The convention featured an address by Teamster President Sean O’Brien, once an unthinkable choice for Republicans. Following the convention, Republican Senator Josh Hawley published a piece in Compact magazine titled “The Promise of Pro-Labor Conservatism.”

How seriously should we take this turnabout from a party once looked upon as home to the country-club set? In short, the answer is not much. This is evident by looking at Trump’s record during his stint as president as well as his promises for a second term.

Referring to his cabinet, Trump declared in 2016: “I want people who have made a fortune.” He delivered, as one lineup of cabinet officials had a net worth of $3.2 billion. Trump’s affinity for the rich was also evident from his 2017 tax cuts, which will save the top 1% of earners an average of more than $60,000 in 2025, compared with average savings of only $500 for the bottom 60% of earners. Trump has suggested that he would double down on this generosity toward the rich by cutting the corporate tax rate from 21% to 15% in a second term.

On the other hand, Trump’s National Labor Relations Board made rulings that made it harder for unions to organize and curtailed union bargaining rights. In 2017, Trump also tried, but failed, to repeal the Affordable Care Act, which provides health benefits to 40 million Americans.

## Tasks to carry out
a – List every percentage figure in the passage about Trump and labor.
b – Swap "the rich" for "the wealthy" in the part of the passage about Trump and labor that begins with "Referring to his" and ends with "40 million Americans.", and write out that part.
Rely only on the passage about Trump and labor.

## Dataset excerpts
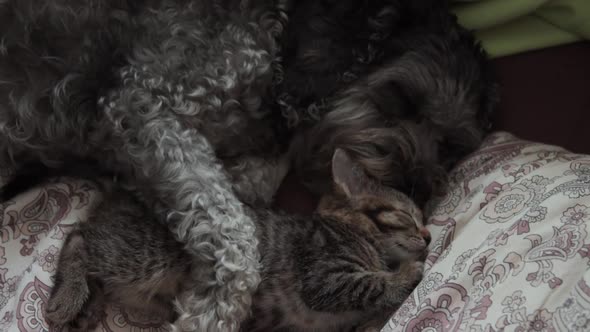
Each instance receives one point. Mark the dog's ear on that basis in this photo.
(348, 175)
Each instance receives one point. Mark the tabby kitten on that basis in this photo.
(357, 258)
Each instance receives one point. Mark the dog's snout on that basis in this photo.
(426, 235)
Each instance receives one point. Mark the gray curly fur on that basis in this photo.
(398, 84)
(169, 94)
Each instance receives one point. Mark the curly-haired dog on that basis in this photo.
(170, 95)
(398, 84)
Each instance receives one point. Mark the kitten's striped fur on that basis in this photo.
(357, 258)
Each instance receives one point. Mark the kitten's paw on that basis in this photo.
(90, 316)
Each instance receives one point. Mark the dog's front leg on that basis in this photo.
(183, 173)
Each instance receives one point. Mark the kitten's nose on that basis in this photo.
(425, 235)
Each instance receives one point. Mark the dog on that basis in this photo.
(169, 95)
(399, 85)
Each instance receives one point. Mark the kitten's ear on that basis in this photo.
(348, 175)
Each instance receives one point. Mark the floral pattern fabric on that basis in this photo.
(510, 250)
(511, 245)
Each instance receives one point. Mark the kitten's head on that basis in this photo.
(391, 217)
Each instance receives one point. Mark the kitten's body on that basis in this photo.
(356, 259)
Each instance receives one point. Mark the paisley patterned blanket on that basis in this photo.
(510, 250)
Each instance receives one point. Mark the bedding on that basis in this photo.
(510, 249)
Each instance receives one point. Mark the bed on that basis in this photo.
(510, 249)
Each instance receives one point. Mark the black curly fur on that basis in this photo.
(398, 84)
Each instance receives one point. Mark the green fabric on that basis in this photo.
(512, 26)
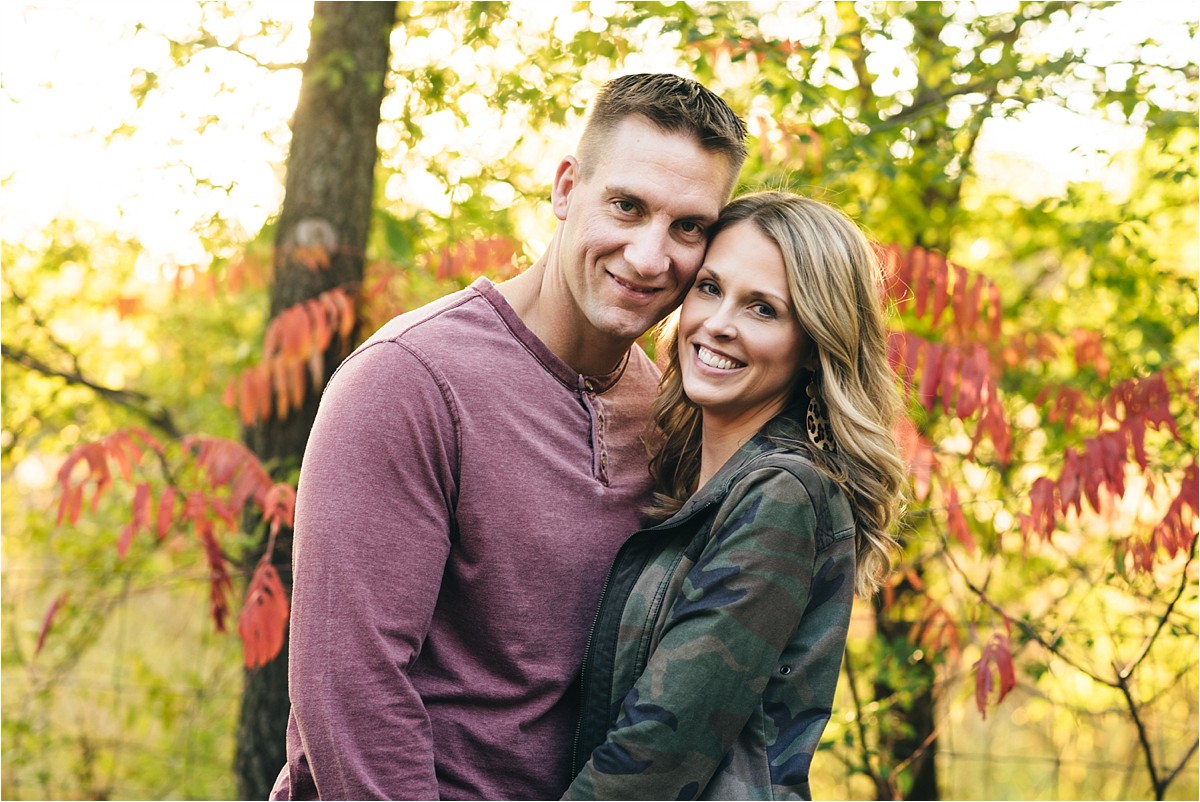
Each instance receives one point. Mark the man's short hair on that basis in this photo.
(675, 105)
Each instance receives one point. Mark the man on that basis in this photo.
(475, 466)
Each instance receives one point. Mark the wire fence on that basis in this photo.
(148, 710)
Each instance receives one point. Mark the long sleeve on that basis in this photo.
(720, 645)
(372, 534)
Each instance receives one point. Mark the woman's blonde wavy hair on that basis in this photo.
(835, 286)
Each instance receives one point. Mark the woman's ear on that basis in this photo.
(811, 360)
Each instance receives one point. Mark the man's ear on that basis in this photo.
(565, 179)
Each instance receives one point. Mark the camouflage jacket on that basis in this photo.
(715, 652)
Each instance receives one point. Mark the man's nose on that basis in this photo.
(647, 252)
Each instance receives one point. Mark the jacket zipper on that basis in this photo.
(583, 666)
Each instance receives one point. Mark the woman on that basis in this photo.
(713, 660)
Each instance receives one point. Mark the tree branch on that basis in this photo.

==

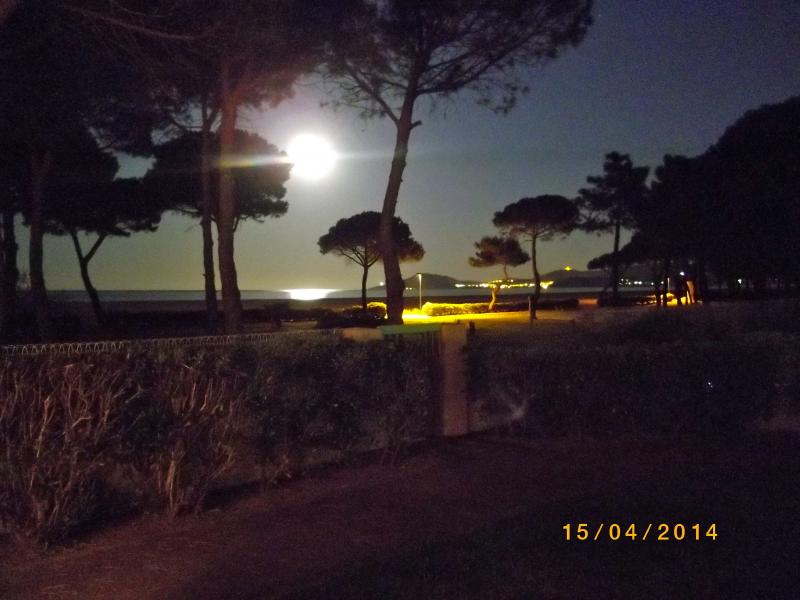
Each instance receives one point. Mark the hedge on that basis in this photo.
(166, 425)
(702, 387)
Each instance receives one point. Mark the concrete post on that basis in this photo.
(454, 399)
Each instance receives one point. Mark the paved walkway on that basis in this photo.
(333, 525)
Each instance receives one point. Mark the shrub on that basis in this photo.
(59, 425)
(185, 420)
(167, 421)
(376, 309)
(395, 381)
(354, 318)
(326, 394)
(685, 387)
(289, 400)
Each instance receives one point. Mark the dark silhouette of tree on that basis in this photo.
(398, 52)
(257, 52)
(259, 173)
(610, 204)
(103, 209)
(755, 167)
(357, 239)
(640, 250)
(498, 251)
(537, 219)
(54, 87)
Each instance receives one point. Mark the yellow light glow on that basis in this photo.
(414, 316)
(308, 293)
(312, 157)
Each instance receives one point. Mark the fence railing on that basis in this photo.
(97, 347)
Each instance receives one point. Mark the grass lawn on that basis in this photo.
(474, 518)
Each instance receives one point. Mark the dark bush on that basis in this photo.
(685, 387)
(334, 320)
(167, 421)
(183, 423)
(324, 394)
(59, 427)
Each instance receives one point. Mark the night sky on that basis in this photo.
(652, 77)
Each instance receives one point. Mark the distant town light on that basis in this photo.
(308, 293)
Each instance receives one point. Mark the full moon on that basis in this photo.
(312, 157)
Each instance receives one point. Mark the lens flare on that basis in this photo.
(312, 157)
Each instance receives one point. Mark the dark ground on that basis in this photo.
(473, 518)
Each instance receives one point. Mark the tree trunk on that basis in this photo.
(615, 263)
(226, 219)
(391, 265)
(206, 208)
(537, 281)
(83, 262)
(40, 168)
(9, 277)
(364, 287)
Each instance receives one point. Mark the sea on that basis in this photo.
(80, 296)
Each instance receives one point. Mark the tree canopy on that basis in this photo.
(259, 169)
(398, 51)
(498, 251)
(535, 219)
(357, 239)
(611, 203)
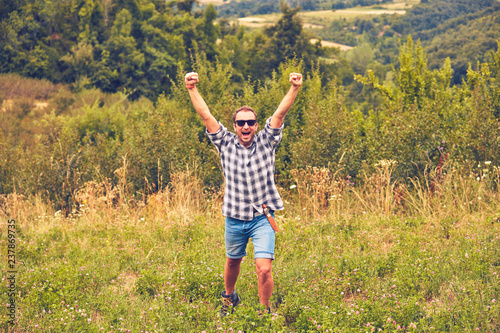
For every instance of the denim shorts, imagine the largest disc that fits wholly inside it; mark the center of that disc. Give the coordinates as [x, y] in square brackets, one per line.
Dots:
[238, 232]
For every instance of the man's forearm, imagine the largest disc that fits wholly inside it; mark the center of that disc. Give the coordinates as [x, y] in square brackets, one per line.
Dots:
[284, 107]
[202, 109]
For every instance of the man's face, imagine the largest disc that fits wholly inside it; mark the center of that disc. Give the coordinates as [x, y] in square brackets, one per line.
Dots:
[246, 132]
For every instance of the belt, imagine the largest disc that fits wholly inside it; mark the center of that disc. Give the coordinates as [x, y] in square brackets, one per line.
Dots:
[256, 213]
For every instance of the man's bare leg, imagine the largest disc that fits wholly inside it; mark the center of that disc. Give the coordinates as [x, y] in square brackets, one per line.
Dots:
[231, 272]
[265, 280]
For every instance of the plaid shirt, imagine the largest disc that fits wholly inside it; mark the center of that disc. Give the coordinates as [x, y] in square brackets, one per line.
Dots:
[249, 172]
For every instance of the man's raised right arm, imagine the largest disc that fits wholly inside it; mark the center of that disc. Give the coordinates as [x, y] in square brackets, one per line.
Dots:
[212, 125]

---

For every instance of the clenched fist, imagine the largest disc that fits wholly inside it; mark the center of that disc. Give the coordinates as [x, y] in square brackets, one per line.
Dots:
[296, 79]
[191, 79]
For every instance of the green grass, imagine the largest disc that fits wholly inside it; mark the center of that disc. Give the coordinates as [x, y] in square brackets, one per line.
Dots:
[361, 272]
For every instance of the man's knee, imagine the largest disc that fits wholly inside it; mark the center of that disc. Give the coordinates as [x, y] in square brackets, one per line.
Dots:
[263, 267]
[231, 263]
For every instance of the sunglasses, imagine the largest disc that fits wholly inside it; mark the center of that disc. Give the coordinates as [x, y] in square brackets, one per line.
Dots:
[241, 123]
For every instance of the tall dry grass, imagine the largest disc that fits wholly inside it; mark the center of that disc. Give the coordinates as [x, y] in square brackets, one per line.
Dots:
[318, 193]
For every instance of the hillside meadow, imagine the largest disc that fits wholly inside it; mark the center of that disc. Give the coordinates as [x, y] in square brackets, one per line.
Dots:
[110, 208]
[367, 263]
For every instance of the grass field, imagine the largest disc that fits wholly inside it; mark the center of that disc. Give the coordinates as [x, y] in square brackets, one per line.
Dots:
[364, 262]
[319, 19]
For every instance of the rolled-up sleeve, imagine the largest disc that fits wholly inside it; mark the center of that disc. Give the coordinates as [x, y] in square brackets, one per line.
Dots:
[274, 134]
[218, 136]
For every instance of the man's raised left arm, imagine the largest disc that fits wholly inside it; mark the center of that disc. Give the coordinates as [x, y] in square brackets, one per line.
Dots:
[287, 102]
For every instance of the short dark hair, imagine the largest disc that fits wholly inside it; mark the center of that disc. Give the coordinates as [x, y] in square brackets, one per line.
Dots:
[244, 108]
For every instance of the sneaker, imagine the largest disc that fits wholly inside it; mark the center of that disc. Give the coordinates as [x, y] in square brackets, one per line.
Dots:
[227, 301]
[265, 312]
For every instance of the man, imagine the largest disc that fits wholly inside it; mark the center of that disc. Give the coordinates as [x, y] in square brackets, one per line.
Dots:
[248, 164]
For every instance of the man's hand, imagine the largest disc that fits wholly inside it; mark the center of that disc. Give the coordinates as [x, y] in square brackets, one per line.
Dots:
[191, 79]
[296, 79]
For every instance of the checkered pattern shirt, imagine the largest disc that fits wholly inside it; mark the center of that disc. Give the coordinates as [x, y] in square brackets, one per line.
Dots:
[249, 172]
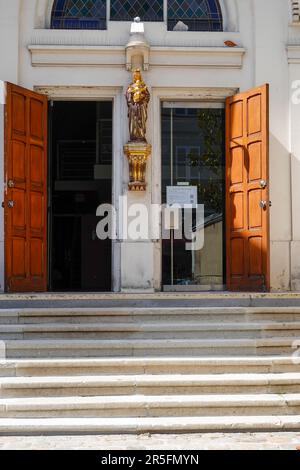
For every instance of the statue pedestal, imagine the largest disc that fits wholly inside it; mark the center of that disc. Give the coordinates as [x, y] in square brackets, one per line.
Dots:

## Expected results
a – 1%, 60%, 21%, 15%

b –
Referring to his cabinet, Trump declared in 2016: “I want people who have made a fortune.” He delivered, as one lineup of cabinet officials had a net worth of $3.2 billion. Trump’s affinity for the wealthy was also evident from his 2017 tax cuts, which will save the top 1% of earners an average of more than $60,000 in 2025, compared with average savings of only $500 for the bottom 60% of earners. Trump has suggested that he would double down on this generosity toward the wealthy by cutting the corporate tax rate from 21% to 15% in a second term.

On the other hand, Trump’s National Labor Relations Board made rulings that made it harder for unions to organize and curtailed union bargaining rights. In 2017, Trump also tried, but failed, to repeal the Affordable Care Act, which provides health benefits to 40 million Americans.